→ **Detection examples**
☆ ☆ ☆ ☆ ☆

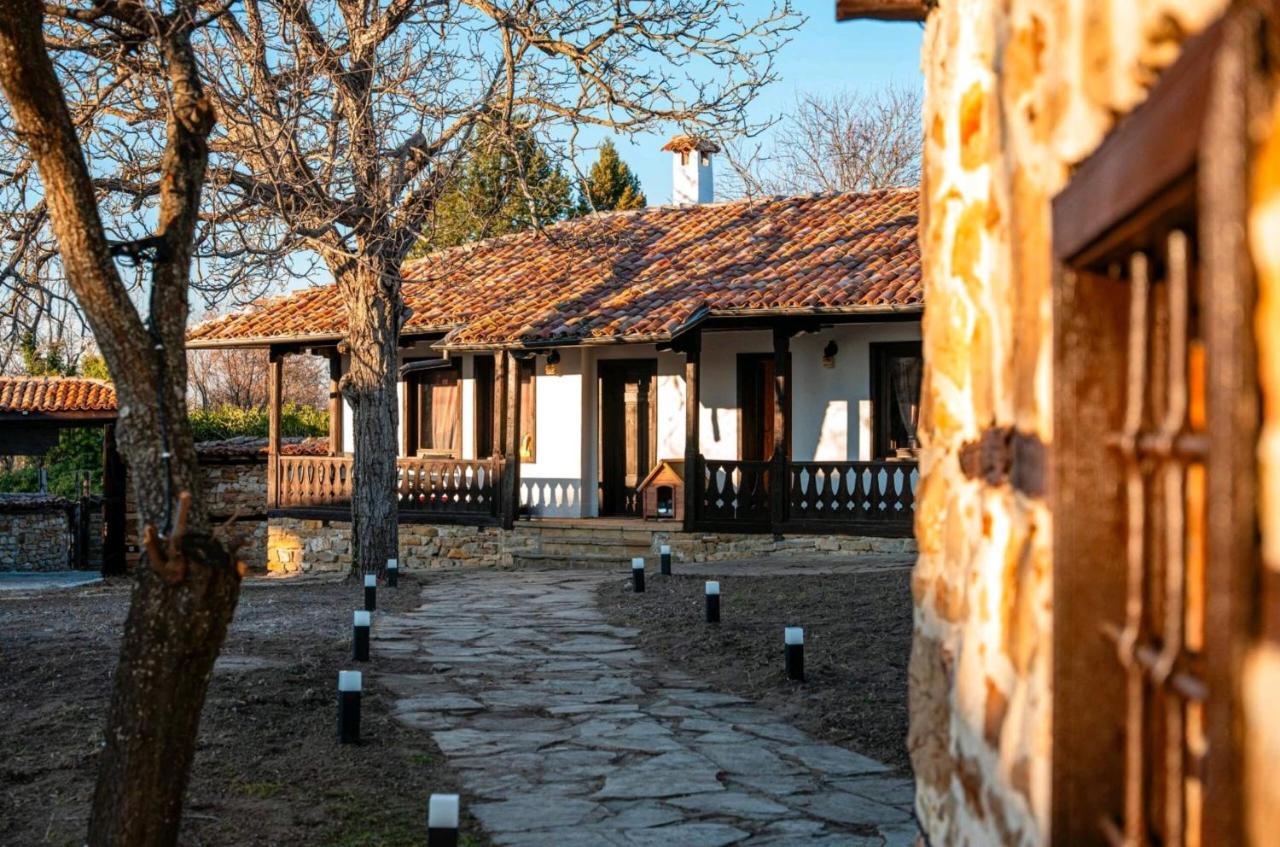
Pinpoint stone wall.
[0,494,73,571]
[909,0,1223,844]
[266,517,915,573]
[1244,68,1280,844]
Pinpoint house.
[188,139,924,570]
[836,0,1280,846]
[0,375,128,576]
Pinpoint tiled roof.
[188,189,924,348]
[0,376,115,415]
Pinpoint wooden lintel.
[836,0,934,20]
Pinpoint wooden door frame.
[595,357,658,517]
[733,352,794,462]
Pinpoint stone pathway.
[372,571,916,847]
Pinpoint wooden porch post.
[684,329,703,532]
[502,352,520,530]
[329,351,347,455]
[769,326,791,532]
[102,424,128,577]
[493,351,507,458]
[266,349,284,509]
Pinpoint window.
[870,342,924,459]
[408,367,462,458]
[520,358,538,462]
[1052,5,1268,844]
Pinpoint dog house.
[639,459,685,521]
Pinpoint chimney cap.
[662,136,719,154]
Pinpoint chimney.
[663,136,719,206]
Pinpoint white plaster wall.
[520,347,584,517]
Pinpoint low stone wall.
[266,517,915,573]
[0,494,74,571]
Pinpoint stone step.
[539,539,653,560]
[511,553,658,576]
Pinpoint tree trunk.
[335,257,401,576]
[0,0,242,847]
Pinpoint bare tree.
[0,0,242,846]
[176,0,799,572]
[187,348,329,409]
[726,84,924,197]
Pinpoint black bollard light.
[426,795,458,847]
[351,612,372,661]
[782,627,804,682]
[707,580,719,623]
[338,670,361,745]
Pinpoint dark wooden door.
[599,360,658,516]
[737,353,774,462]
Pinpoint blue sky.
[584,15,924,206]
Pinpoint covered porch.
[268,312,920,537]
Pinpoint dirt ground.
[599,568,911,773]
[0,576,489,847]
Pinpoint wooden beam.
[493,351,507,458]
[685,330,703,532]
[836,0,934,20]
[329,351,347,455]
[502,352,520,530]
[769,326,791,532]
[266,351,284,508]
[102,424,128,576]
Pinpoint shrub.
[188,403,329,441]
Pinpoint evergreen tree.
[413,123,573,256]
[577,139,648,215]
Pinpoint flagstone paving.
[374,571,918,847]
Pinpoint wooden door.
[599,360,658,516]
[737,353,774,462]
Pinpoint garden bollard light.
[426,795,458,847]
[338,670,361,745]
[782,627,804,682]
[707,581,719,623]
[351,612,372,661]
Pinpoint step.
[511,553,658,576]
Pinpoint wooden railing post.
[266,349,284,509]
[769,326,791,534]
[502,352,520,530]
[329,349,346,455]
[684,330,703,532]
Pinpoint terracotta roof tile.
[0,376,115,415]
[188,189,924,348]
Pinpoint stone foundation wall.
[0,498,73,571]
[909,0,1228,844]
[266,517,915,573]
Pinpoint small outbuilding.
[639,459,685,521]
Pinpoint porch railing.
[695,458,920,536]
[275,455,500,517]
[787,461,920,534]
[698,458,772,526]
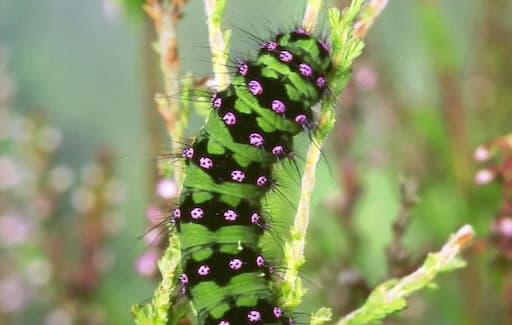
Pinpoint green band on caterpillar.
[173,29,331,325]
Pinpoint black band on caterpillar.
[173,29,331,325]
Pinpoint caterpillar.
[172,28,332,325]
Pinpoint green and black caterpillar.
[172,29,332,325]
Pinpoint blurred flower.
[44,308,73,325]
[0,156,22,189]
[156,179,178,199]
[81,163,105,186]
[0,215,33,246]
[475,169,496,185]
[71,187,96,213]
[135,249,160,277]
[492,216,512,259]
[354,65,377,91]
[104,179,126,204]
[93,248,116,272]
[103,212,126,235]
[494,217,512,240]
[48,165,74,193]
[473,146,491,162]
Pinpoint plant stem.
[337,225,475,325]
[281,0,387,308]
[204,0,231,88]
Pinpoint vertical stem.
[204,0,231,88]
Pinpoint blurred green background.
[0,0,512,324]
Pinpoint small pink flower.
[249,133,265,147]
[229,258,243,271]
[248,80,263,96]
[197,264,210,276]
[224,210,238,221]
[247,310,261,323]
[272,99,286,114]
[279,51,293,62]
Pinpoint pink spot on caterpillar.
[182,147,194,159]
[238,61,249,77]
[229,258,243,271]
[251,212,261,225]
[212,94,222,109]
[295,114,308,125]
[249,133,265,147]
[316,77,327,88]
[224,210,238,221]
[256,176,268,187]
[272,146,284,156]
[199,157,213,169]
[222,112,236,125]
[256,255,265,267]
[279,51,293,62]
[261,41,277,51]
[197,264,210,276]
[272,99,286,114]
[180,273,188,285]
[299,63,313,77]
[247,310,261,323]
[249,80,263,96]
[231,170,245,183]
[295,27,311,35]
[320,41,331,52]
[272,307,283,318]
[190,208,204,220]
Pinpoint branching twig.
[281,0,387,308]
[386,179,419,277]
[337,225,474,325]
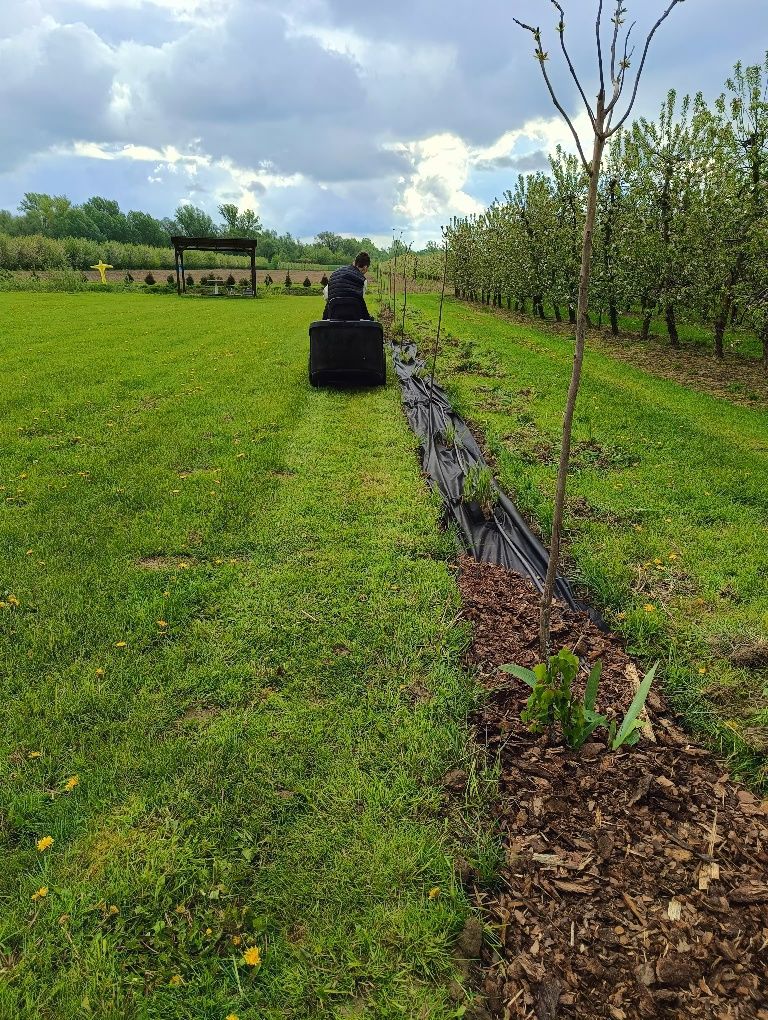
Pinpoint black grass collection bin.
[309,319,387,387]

☆ ☆ ☆ ☆ ☆

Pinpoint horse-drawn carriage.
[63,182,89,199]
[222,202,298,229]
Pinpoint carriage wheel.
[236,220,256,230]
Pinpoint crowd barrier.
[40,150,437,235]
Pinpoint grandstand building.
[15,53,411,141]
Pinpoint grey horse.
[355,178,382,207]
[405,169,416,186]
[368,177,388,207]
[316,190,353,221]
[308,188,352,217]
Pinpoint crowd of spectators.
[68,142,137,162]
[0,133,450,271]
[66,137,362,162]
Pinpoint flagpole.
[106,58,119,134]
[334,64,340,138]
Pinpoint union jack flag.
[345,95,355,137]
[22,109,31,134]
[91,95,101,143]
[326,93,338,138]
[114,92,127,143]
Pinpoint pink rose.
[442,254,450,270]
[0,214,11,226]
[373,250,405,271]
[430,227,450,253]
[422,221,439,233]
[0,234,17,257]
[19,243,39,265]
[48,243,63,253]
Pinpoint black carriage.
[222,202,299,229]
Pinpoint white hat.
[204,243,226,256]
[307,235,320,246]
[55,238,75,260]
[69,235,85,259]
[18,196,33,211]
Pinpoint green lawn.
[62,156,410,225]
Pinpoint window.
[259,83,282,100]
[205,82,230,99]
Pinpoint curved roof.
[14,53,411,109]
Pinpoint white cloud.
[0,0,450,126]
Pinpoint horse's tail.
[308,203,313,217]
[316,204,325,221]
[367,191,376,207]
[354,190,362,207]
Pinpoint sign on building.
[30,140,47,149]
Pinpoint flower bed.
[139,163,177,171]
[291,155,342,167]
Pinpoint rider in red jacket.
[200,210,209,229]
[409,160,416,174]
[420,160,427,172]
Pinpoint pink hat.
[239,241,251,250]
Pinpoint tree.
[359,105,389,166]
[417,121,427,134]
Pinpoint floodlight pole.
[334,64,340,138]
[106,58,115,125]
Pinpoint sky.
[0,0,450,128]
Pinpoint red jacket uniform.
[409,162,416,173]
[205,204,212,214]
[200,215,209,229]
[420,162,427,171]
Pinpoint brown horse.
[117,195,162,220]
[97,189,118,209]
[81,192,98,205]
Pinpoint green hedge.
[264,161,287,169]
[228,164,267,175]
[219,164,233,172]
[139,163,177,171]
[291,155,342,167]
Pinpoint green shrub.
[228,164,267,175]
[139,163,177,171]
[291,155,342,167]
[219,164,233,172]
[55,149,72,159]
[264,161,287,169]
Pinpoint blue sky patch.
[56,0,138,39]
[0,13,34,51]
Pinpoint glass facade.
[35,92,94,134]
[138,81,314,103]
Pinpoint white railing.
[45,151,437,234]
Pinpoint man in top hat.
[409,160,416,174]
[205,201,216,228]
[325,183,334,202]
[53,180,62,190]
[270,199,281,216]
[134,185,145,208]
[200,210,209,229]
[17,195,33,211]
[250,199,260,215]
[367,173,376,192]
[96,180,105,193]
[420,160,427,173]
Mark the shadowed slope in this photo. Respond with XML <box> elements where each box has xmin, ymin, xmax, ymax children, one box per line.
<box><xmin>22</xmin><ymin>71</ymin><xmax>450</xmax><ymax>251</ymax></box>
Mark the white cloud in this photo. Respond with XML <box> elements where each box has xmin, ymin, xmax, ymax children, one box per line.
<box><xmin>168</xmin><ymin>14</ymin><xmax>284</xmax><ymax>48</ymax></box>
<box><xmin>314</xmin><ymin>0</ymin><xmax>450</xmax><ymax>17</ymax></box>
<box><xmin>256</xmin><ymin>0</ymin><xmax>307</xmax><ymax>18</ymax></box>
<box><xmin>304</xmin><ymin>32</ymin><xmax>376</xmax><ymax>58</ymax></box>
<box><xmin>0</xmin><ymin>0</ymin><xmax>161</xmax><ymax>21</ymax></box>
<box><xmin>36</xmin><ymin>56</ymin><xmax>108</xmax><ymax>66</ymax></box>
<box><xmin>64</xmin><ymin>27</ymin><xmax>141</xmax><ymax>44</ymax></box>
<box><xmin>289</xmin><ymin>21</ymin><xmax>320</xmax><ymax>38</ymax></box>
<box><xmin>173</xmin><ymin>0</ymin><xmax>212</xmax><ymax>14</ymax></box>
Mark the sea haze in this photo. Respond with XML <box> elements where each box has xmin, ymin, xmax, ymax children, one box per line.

☆ ☆ ☆ ☆ ☆

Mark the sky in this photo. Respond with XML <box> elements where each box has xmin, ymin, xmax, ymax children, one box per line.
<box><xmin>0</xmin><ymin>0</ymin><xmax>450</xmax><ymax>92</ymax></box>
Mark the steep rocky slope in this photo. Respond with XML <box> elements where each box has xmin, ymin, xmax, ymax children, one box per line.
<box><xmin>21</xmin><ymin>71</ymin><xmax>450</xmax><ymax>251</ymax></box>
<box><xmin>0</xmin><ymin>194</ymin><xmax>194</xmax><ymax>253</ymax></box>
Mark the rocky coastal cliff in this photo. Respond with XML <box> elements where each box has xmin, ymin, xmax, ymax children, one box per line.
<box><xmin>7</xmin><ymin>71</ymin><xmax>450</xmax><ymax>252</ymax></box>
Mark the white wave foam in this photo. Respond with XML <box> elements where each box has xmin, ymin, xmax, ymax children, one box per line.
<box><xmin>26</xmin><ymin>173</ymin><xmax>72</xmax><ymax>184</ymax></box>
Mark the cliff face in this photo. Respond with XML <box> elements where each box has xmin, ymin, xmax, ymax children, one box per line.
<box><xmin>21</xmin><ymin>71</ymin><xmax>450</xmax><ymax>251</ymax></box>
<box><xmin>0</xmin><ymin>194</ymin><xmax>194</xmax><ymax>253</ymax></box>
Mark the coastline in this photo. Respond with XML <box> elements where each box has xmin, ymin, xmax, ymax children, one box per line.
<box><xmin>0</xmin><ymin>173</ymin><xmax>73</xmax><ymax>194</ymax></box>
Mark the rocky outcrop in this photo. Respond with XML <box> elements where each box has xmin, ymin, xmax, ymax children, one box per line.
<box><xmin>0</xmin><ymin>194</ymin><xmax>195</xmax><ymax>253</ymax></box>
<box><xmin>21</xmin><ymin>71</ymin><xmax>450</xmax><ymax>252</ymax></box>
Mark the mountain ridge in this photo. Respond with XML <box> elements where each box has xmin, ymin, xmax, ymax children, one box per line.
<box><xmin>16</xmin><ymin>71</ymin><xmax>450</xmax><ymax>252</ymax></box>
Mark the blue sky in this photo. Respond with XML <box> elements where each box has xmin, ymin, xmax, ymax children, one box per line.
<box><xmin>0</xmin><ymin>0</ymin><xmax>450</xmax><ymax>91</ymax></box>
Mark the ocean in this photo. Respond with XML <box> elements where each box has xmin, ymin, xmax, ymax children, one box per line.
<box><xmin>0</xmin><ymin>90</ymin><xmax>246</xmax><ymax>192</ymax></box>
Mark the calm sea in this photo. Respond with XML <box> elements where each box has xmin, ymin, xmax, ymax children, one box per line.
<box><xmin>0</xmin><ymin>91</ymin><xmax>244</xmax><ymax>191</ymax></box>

☆ ☆ ☆ ☆ ☆

→ **STATED TASK**
Convert the records between the lines holding "Pinpoint bare tree." and "[0,576,489,847]", inclusive, into a two-column CSV with the columns label_text and box_list. Give one row for each line beginning with "Pinpoint", placing that line and the coordinate lines that follow it each in a single quoted field, with line breaks replaced by spaces.

→ **RESPONSE**
label_text,box_list
"Pinpoint bare tree.","[0,0,242,846] [176,0,799,572] [187,348,329,409] [726,84,924,197]"
"Pinpoint black bollard light.","[426,795,458,847] [351,612,372,661] [782,627,804,682] [707,580,719,623] [338,670,361,745]"
"Pinpoint dark wooden door.","[599,360,658,516] [737,353,774,462]"
"Pinpoint blue sky.","[584,15,924,206]"
"Pinpoint covered porch.","[268,312,920,537]"
"Pinpoint dirt ground.","[599,568,911,773] [0,576,489,847]"